How many lines of the rows contain the string "item"? Case counts; give only the number.

====

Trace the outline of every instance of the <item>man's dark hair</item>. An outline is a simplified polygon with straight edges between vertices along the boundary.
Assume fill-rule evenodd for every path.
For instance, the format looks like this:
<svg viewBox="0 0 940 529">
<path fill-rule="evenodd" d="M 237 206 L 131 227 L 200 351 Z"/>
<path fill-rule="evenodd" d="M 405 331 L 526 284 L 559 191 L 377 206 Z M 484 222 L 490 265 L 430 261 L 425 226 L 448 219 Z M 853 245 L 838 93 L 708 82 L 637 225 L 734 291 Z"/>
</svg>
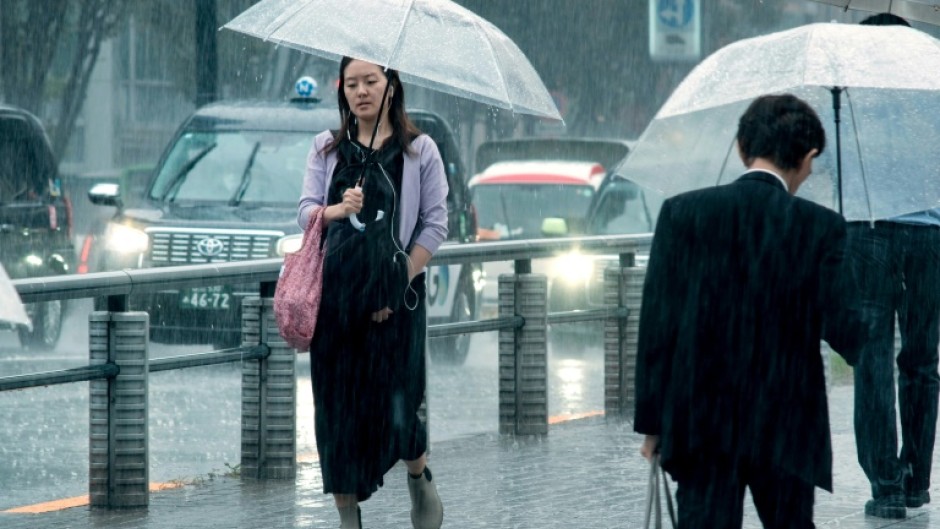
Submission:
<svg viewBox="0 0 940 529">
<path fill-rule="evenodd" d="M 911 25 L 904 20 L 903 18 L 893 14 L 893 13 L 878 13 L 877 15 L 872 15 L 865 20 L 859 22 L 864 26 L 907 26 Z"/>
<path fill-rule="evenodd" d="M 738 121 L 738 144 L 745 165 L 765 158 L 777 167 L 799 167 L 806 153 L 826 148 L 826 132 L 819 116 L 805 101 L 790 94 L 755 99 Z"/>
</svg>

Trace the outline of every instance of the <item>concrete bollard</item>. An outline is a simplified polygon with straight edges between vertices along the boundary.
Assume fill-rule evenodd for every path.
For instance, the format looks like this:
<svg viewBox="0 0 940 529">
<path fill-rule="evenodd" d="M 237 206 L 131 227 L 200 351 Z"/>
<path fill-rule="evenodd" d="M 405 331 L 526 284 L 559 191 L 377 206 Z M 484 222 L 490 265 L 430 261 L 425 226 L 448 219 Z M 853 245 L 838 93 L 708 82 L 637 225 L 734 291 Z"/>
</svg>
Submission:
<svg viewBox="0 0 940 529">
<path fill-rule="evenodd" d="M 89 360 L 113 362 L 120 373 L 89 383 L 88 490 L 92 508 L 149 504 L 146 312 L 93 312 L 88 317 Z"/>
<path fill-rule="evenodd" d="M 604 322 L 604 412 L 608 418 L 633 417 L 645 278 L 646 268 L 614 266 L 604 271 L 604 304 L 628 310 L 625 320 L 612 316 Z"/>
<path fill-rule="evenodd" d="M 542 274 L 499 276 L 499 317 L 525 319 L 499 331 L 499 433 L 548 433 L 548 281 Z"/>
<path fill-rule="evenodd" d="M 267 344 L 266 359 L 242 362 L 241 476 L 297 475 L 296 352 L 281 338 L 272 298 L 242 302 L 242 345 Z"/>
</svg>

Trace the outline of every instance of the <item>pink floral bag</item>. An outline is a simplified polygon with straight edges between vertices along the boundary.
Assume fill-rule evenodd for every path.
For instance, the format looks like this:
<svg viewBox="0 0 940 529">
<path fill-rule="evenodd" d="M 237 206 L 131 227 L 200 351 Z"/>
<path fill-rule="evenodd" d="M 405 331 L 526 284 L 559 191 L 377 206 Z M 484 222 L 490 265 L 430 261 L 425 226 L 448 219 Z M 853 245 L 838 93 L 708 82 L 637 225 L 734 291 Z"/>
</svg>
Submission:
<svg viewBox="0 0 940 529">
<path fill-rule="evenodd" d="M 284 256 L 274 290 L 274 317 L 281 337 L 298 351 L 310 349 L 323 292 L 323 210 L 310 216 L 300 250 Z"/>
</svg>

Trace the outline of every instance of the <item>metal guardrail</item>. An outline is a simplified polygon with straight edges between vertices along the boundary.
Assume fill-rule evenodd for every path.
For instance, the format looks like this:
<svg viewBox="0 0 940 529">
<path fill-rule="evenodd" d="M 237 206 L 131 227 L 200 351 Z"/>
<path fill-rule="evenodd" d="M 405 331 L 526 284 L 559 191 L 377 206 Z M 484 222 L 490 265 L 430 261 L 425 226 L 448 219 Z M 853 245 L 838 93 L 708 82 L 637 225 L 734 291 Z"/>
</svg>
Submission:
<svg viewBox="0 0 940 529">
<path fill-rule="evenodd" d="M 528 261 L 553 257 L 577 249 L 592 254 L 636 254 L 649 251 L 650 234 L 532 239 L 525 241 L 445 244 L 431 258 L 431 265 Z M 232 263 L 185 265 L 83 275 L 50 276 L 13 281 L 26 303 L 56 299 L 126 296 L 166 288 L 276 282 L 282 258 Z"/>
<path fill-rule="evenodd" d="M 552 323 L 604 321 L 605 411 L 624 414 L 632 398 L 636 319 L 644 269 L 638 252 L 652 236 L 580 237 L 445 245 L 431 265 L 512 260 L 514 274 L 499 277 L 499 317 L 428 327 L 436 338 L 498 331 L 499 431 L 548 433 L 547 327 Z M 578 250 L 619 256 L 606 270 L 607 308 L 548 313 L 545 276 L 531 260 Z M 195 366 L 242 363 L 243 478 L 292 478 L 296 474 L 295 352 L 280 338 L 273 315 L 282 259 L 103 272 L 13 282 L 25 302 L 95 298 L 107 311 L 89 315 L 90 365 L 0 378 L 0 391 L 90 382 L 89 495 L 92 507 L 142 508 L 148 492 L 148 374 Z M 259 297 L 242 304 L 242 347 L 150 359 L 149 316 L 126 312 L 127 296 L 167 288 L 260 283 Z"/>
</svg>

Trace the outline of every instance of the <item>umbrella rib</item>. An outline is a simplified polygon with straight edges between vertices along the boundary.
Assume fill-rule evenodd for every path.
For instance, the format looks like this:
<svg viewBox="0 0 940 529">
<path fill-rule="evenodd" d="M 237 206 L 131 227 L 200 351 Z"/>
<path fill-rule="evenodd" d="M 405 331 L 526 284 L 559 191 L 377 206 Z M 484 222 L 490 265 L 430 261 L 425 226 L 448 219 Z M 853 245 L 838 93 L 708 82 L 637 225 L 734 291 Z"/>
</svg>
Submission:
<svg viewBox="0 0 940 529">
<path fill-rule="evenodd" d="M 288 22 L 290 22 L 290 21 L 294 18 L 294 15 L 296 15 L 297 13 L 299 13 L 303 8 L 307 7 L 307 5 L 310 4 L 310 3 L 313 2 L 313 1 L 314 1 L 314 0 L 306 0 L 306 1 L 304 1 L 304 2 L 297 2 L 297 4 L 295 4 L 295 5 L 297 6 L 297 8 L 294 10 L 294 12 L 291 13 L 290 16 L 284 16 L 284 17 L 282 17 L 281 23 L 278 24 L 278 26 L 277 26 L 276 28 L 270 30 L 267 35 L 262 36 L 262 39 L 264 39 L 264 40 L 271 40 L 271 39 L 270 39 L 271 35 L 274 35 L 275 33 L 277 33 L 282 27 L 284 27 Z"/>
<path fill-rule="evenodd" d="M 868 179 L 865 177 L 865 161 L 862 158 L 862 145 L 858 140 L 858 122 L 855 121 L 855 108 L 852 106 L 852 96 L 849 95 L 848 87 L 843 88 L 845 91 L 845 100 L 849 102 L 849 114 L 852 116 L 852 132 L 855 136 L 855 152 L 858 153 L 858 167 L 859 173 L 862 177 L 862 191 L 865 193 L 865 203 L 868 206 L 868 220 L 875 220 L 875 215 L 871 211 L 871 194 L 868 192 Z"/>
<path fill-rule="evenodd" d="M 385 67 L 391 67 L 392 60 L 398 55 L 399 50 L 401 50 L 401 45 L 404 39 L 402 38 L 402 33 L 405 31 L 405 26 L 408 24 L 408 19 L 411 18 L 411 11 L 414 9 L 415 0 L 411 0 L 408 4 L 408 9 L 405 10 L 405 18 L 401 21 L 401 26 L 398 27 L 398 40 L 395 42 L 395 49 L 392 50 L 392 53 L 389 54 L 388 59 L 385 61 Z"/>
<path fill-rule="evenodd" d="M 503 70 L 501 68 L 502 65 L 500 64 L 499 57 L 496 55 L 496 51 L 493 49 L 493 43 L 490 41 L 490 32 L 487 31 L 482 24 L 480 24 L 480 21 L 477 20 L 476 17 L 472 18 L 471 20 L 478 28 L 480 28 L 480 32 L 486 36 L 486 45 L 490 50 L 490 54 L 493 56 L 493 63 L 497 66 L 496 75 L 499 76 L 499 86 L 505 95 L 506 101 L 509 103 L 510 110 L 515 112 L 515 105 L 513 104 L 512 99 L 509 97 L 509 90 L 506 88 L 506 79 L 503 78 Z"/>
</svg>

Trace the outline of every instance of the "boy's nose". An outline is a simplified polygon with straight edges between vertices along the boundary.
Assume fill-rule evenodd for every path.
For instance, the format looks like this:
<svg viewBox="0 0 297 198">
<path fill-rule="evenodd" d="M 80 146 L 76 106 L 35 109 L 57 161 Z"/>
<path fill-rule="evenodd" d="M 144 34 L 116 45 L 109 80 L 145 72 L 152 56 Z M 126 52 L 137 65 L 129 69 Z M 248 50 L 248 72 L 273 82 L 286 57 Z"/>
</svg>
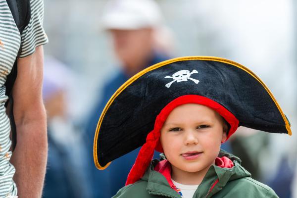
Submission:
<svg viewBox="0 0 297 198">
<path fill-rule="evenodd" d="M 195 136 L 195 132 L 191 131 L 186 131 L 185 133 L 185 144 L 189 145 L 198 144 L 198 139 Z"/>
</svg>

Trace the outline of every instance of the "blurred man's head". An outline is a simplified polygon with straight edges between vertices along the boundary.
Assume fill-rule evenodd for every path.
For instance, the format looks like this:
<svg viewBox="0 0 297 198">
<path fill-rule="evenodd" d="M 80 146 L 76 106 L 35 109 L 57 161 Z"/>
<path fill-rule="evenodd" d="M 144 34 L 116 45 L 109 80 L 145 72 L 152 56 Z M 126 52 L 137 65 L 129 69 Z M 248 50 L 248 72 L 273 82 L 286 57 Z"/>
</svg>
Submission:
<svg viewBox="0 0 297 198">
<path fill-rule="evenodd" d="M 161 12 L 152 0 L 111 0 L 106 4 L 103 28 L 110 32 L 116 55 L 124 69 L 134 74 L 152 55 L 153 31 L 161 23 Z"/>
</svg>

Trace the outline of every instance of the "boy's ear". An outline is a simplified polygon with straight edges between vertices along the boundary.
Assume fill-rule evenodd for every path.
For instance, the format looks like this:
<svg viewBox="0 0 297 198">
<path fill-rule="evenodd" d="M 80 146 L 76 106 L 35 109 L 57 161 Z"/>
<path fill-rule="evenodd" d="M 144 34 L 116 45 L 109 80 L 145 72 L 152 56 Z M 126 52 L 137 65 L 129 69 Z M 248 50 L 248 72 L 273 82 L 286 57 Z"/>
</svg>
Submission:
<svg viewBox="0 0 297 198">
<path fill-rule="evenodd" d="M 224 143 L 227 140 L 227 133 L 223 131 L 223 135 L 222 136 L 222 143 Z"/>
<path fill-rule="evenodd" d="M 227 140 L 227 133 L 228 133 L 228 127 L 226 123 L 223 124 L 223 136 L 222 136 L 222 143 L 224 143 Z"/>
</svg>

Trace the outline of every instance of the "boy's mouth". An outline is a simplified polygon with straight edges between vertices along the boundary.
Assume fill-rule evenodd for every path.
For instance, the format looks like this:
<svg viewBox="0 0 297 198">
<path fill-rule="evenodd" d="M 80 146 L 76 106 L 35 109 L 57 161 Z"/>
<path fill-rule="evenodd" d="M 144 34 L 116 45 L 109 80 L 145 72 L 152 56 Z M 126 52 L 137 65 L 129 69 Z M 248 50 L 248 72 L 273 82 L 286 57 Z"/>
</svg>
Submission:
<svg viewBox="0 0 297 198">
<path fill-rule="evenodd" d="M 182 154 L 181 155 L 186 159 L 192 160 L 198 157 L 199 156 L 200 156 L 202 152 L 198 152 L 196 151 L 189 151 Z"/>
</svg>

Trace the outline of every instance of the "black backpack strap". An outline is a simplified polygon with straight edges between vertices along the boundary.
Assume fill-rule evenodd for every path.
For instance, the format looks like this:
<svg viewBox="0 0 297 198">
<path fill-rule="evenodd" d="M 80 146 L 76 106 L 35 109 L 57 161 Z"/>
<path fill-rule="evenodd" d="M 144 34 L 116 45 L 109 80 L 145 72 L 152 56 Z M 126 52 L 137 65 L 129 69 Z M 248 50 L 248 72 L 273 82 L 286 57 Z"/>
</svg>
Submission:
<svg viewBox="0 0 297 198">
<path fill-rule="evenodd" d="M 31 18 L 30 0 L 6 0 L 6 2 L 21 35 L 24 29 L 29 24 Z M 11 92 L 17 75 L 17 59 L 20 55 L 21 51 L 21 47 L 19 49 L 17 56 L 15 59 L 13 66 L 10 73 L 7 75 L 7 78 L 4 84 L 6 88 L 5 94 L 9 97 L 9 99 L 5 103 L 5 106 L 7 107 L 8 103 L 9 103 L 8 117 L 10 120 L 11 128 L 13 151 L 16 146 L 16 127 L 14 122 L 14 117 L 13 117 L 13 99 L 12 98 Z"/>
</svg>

====

_Result of the exercise_. 5